Extrait du texte
----

Cette ambivalence interroge. Comment la technocratie peut-elle être perçue aussi négativement quand la pensée rationnelle est reconnue comme le moins mauvais de nos outils d’analyse et de décision?

la technocratie et ses paradoxes


Le premier paradoxe du technocrate est que sa définition – si l’on ose dire – s’établit sur la base d’une vision collective clairement péjorative bien que très difficile à expliciter. Son fondement résiderait dans l’incapacité à prendre en compte les données humaines dans ses analyses et décisions.

Mais, de la religion à l’armée, en passant par tous les processus d’organisation collective, cela n’a-t-il pas toujours été le cas… et ce, jusqu’aux constructions utopiques elles-mêmes? L’idée de pouvoir ne contient-elle pas implicitement cette dimension? Prétendre prendre en compte “les gens” pour qui détient un pouvoir, n’est-ce pas être démagogue, c’est-à-dire… plutôt pire que technocrate?

----

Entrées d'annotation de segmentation

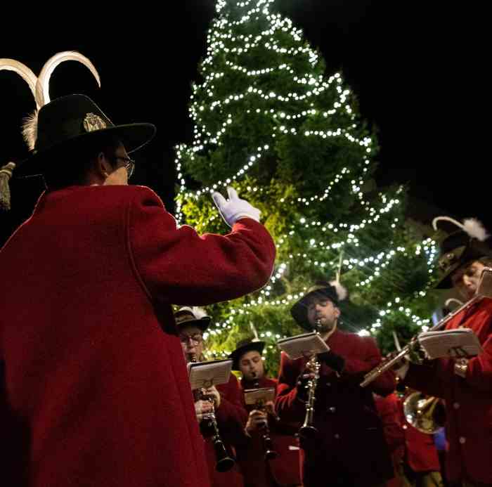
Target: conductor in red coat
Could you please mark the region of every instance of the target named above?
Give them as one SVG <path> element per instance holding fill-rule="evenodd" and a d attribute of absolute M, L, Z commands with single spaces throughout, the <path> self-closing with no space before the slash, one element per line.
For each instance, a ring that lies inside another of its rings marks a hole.
<path fill-rule="evenodd" d="M 293 306 L 292 314 L 306 331 L 316 325 L 330 351 L 321 363 L 316 389 L 313 441 L 302 443 L 305 487 L 378 486 L 393 476 L 391 461 L 373 391 L 394 389 L 391 372 L 368 389 L 359 384 L 381 354 L 374 339 L 338 329 L 340 301 L 346 293 L 338 282 L 318 283 Z M 276 408 L 280 418 L 304 420 L 307 358 L 290 360 L 282 353 Z M 372 390 L 371 390 L 372 389 Z"/>
<path fill-rule="evenodd" d="M 233 368 L 240 371 L 241 391 L 273 387 L 277 388 L 277 379 L 266 377 L 263 363 L 265 342 L 252 339 L 239 342 L 230 358 Z M 244 401 L 244 394 L 242 395 Z M 246 434 L 249 441 L 238 449 L 238 459 L 245 478 L 245 487 L 277 487 L 300 486 L 299 447 L 294 436 L 299 428 L 297 424 L 285 424 L 279 420 L 273 410 L 273 403 L 259 410 L 254 405 L 245 404 L 249 413 Z M 268 422 L 271 444 L 263 439 L 265 422 Z M 268 448 L 276 457 L 266 460 Z"/>
<path fill-rule="evenodd" d="M 261 287 L 275 247 L 233 192 L 216 195 L 231 233 L 200 236 L 128 186 L 129 154 L 154 131 L 82 95 L 31 127 L 18 170 L 48 189 L 0 251 L 3 485 L 209 485 L 171 304 Z"/>

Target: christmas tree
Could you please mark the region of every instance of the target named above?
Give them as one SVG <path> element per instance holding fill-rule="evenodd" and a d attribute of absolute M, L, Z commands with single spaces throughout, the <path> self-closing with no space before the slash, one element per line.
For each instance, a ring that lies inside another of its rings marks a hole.
<path fill-rule="evenodd" d="M 176 217 L 224 232 L 209 193 L 228 186 L 261 211 L 277 245 L 273 275 L 208 309 L 207 342 L 222 358 L 257 333 L 275 374 L 275 342 L 302 332 L 290 309 L 317 280 L 339 278 L 349 293 L 341 327 L 374 335 L 383 351 L 393 330 L 404 343 L 425 329 L 436 247 L 406 223 L 404 188 L 375 188 L 377 143 L 356 97 L 272 4 L 217 2 L 193 86 L 194 138 L 176 148 Z"/>

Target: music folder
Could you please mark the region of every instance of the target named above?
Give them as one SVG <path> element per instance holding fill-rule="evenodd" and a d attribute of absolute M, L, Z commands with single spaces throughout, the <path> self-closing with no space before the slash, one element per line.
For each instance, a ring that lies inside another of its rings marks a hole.
<path fill-rule="evenodd" d="M 425 332 L 418 341 L 427 358 L 472 357 L 483 351 L 480 342 L 470 328 Z"/>
<path fill-rule="evenodd" d="M 228 358 L 209 362 L 190 362 L 188 364 L 188 375 L 191 390 L 208 389 L 229 381 L 233 361 Z"/>
<path fill-rule="evenodd" d="M 259 401 L 266 403 L 275 401 L 275 387 L 247 389 L 245 390 L 245 404 L 256 404 Z"/>
<path fill-rule="evenodd" d="M 330 351 L 330 347 L 316 332 L 282 338 L 277 342 L 277 346 L 291 360 Z"/>

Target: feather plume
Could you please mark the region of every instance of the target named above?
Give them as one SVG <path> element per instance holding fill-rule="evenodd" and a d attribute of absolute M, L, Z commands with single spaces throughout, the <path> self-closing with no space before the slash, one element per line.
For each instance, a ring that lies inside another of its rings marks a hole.
<path fill-rule="evenodd" d="M 197 320 L 201 320 L 202 318 L 208 316 L 207 312 L 205 309 L 203 309 L 203 308 L 200 308 L 199 306 L 193 306 L 190 309 Z"/>
<path fill-rule="evenodd" d="M 463 221 L 465 231 L 472 238 L 476 238 L 480 242 L 484 242 L 490 236 L 487 230 L 476 218 L 469 218 Z"/>
<path fill-rule="evenodd" d="M 37 139 L 37 114 L 38 110 L 35 110 L 22 121 L 22 136 L 30 150 L 34 150 Z"/>

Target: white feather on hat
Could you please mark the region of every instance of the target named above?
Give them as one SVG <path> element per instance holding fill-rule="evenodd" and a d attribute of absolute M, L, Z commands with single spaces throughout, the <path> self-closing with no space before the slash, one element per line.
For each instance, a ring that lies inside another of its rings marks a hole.
<path fill-rule="evenodd" d="M 330 281 L 330 285 L 335 287 L 335 290 L 337 292 L 337 296 L 338 297 L 338 301 L 343 301 L 349 294 L 347 287 L 343 286 L 338 280 Z"/>
<path fill-rule="evenodd" d="M 432 228 L 437 230 L 438 221 L 451 221 L 456 226 L 461 228 L 464 232 L 466 232 L 471 238 L 476 238 L 480 242 L 486 240 L 490 235 L 487 233 L 482 223 L 476 218 L 468 218 L 463 221 L 461 223 L 457 220 L 449 216 L 436 216 L 432 220 Z"/>

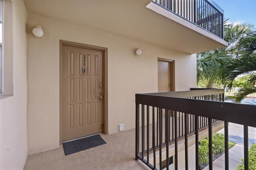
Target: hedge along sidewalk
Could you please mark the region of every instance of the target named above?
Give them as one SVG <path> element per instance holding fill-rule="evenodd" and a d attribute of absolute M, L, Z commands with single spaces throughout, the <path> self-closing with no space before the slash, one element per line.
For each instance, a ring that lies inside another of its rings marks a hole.
<path fill-rule="evenodd" d="M 229 149 L 229 169 L 235 170 L 237 168 L 238 165 L 242 164 L 241 159 L 244 158 L 244 146 L 236 144 Z M 213 162 L 213 169 L 216 170 L 225 170 L 225 154 L 216 159 Z M 209 166 L 206 167 L 203 170 L 208 170 Z"/>

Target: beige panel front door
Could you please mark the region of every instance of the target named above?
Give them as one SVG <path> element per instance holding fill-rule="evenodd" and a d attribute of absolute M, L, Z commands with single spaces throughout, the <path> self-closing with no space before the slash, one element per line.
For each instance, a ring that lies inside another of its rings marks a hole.
<path fill-rule="evenodd" d="M 103 52 L 63 47 L 63 141 L 102 132 Z"/>
<path fill-rule="evenodd" d="M 158 61 L 158 92 L 170 92 L 171 63 Z"/>

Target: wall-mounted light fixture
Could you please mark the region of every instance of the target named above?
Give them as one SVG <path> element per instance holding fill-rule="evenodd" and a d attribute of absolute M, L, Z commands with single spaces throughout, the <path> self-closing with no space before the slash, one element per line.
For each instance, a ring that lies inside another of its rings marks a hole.
<path fill-rule="evenodd" d="M 44 31 L 41 26 L 35 25 L 35 27 L 32 30 L 33 34 L 37 37 L 42 37 L 44 35 Z"/>
<path fill-rule="evenodd" d="M 135 49 L 135 54 L 136 55 L 140 55 L 141 54 L 142 52 L 141 51 L 141 49 Z"/>

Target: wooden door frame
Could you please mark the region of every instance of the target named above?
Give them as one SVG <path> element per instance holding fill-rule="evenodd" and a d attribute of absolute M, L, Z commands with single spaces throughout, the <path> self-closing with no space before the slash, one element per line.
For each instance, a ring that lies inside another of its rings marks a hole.
<path fill-rule="evenodd" d="M 103 133 L 108 134 L 108 49 L 107 48 L 74 43 L 64 40 L 60 40 L 60 145 L 63 141 L 63 45 L 84 48 L 86 49 L 100 51 L 103 53 Z"/>
<path fill-rule="evenodd" d="M 164 61 L 170 63 L 171 64 L 171 84 L 172 85 L 171 86 L 171 92 L 175 91 L 175 61 L 170 59 L 158 58 L 157 61 Z"/>

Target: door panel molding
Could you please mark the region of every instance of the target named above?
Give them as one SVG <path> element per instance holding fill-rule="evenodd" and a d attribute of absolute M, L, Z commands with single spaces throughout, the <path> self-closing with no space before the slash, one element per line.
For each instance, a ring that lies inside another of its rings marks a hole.
<path fill-rule="evenodd" d="M 175 60 L 170 59 L 163 59 L 162 58 L 158 58 L 157 61 L 164 61 L 169 63 L 171 66 L 170 80 L 171 84 L 172 86 L 171 86 L 171 92 L 175 91 Z"/>
<path fill-rule="evenodd" d="M 108 133 L 108 49 L 107 48 L 83 44 L 64 40 L 60 40 L 60 145 L 63 141 L 63 45 L 80 47 L 102 51 L 103 71 L 103 133 Z"/>

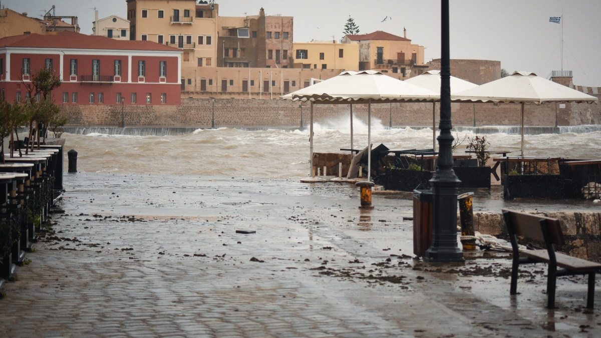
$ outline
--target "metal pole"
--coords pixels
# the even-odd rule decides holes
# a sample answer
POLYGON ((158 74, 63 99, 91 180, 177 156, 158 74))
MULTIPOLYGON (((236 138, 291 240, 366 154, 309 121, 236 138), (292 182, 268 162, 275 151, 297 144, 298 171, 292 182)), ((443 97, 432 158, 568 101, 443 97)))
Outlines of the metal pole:
POLYGON ((309 172, 311 173, 310 174, 311 176, 314 176, 313 173, 313 102, 310 101, 309 106, 310 107, 311 114, 310 115, 310 119, 311 120, 311 126, 309 128, 309 172))
POLYGON ((522 157, 524 157, 524 103, 522 102, 522 115, 520 116, 520 120, 522 121, 521 126, 521 132, 522 132, 522 157))
POLYGON ((441 1, 441 120, 438 136, 438 168, 430 180, 433 199, 432 242, 424 259, 430 262, 461 262, 457 245, 457 195, 461 182, 453 170, 451 134, 451 65, 449 41, 449 0, 441 1))
POLYGON ((371 181, 371 100, 367 101, 367 182, 371 181))

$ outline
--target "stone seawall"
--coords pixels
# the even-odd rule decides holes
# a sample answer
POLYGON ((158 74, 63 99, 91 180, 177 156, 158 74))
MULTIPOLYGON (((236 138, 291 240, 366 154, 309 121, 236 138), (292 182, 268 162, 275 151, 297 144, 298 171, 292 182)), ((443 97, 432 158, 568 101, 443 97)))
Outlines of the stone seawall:
MULTIPOLYGON (((599 95, 601 96, 601 95, 599 95)), ((384 126, 430 126, 432 125, 432 103, 374 103, 372 115, 384 126)), ((216 127, 300 126, 300 103, 282 100, 225 99, 215 102, 216 127)), ((309 105, 302 103, 304 126, 309 123, 309 105)), ((519 125, 520 106, 517 104, 452 103, 455 126, 519 125)), ((599 105, 587 103, 557 105, 560 126, 601 124, 599 105)), ((117 126, 121 120, 120 105, 63 105, 61 109, 72 118, 72 126, 117 126)), ((126 105, 123 107, 127 126, 210 127, 213 103, 209 99, 182 99, 180 106, 126 105)), ((555 104, 526 105, 525 122, 527 126, 553 126, 555 124, 555 104)), ((356 118, 367 121, 367 105, 355 105, 356 118)), ((439 105, 436 103, 436 120, 439 105)), ((315 105, 314 119, 318 123, 347 119, 348 105, 315 105)))

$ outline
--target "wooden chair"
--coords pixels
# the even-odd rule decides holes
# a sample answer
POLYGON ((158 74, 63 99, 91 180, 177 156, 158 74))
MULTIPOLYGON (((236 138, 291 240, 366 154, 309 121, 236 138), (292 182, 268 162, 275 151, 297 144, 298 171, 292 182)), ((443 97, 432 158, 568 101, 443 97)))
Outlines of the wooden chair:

----

Objectif
Selon l'extrait sur la technocratie, dans quoi résiderait, s'il vous plaît, le fondement de la définition du technocrate ?

Réponse
Il résiderait dans l'incapacité à prendre en compte les données humaines dans ses analyses et décisions.